» Exercise passage
Counterpart is an American science fiction thriller television series starring J. K. Simmons. It was created by Justin Marks and was first broadcast on the premium cable network Starz. The series ran for 20 episodes across two seasons. It premiered on December 10, 2017, and aired its final episode on February 17, 2019.

Premise
Howard Silk, a gentle, quiet office worker, has been working for a Berlin-based United Nations agency, the Office of Interchange (OI), for thirty years. His position is too low for him to be told what his work—exchanging apparently nonsensical messages—really involves. The OI oversees a checkpoint below its headquarters between parallel Earths (the "Alpha" and "Prime" worlds). The parallel Earths were created in 1987 during an experiment by East Germany when only a scientist named Yanek was on-site. The "Alpha world" Yanek met his "Prime world" counterpart, and they soon began studying how the initially identical Earths diverge.

» Directions
Copy the stretch of the Counterpart passage from "Counterpart is an" through "February 17, 2019.". The lines that follow are drawn from a separate source unrelated to the text.

» Extracted material
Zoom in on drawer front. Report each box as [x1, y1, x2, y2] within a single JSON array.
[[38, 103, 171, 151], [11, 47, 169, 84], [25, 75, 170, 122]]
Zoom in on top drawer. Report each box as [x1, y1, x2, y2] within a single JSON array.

...

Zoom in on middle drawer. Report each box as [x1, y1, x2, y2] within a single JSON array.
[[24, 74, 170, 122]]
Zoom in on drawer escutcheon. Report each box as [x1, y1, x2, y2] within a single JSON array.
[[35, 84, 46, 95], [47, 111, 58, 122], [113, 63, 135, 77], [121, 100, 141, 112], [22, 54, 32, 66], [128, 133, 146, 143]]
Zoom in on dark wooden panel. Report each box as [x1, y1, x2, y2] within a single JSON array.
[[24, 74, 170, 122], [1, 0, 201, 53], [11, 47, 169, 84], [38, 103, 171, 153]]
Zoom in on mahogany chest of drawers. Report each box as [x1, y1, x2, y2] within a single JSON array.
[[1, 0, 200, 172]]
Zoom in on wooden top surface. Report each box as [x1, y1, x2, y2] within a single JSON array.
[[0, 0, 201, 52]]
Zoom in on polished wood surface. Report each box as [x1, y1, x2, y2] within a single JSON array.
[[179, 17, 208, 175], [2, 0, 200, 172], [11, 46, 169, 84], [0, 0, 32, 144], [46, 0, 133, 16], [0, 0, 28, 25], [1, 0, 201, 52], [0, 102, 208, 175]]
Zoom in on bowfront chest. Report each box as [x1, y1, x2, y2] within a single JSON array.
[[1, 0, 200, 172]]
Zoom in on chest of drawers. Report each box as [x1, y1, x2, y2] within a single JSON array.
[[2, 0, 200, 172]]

---

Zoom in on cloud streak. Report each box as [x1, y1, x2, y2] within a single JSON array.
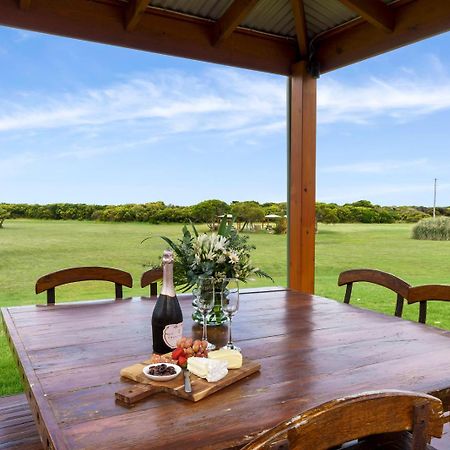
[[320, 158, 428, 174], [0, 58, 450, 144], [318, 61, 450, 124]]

» Response area
Counterpart is an American science fiction thriller television series starring J. K. Simmons. It was created by Justin Marks and was first broadcast on the premium cable network Starz. The series ran for 20 episodes across two seasons. It premiered on December 10, 2017, and aired its final episode on February 17, 2019.